Die Tragweite des Falls um Brandon Tarrant
Zunächst möchte
ich kurz darauf hinweisen, dass ich nicht mit der Identitären
Bewegung in Verbindung stehe. Deren
Ziele sind mir generell nicht unsympathisch, auch wenn mir die
„ethnokulturelle“ Zusammensetzung meiner Gesellschaft relativ
egal ist. Mir würde es bereits genügen, wenn mit hoher Zuverlässigkeit alle kriminellen, extremistischen oder auf den
Sozialstaat angewiesenen Ausländer wieder zur Ausgangstür begleitet
würden, während die verbliebenen keinen Bonus gegenüber den
Einheimischen erhalten.
Aber hier geht es
nicht um meine Gesinnung und auch nicht um jene der IB, die ihre
Interessen im Rahmen der Rechtsstaatlichkeit gerne verfolgen kann.
Vielmehr geht es im folgenden um einen ungelösten internationalen
Kriminalfall, in den die IB verwickelt wurde, wenn auch nur indirekt
und ohne eigene Schuld. Falls die Gruppe jedoch nicht aufpasst könnt
der Fall allerdings ihr Ende markieren.
Der Fall - es geht
wie beschrieben um den Terroranschlag durch Brandon Tarrant im
neuseeländischen Christchurch, bei dem 50 Menschen ermordet wurden -
kann ohne Zweifel als ein Hochkaräter bezeichnet werden. Er ist
versehen mit einer klaren internationalen Dimension, da Tarrant laut
eigener Aussage in
seinem Manifest erst auf seinen ausgiebigen Auslandsreisen in
einer Weise radikalisiert wurde, die ihn später zur Tat trieb.
Zwischen seiner
finalen Radikalisierung und der Tat verfolgte Tarrant offenbar sehr
aufmerksam die Aktionen und Meinungsäußerungen von Kommentatoren
und Aktivisten, die sich gegen die Islamisierung und
Multikulturalisierung ihrer Länder wehren. Unter anderem spendete
der zu Geld gekommene Tarrant dem Anführer der Identitären Bewegung
Martin Sellner mit 1.500 Euro auch eine recht hohe Summe Geld für
diesen Kampf.

------

* **Aufgabenliste**
a - Ermittle in den Datensätzen jede Zeile, die die Zeichenfolge „guitar“ enthält, und gib diese Zeilen unverändert aus.
b - Führe den Text über den Fall Brandon Tarrant im Anschluss an seinen letzten Satz fort.

* **Bereitgestelltes Material**
------

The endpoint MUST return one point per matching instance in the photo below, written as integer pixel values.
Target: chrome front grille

------

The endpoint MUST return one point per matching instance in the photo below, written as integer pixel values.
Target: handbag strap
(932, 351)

------

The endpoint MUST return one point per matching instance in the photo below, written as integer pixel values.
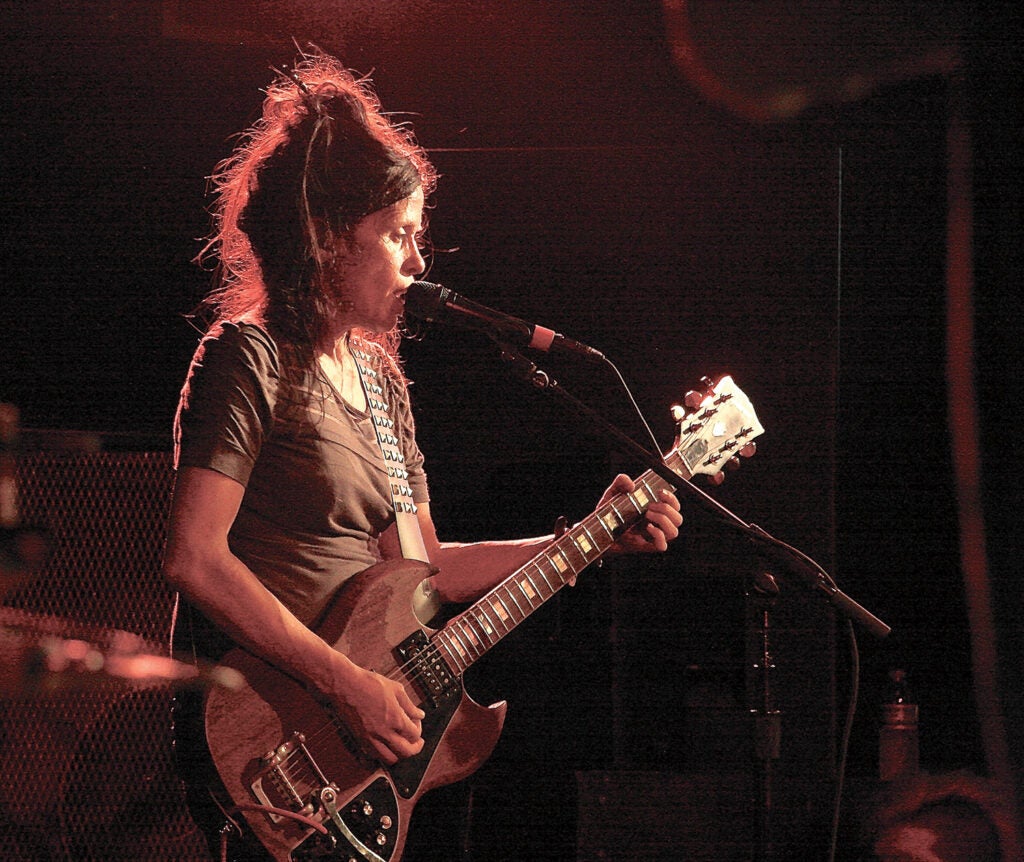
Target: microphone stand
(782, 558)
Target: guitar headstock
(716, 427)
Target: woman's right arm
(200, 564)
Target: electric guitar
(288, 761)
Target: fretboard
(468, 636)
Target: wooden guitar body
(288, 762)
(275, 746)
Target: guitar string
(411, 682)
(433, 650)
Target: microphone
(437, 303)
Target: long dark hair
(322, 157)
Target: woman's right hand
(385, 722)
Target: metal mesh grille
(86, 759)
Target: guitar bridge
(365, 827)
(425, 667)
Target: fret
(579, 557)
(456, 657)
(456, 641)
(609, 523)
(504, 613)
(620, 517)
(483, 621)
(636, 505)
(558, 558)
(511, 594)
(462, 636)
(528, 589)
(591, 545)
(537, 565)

------

* **Lösungsübersicht**
a -
Target: guitar headstock
Target: electric guitar
Target: wooden guitar body
Target: guitar string
Target: guitar bridge

b -
Sellner und seine
Mitstreiter beteuern ihre Unschuld und weisen jegliche Kontakte zu
Tarrant zurück. Jenseits der Spende, auf die es als Danke ein
Antwortschreiben gab hatten weder die IB noch Sellner Kontakt zu dem
späteren Terroristen. Das mag so stimmen. Allerdings bedeutet es
aufgrund der Tragweite des Falls definitiv nicht, dass die IB und
auch die Ermittlungsbehörden die Angelegenheit nun „auf dem kurzen
Dienstweg“ zu den Akten legen können.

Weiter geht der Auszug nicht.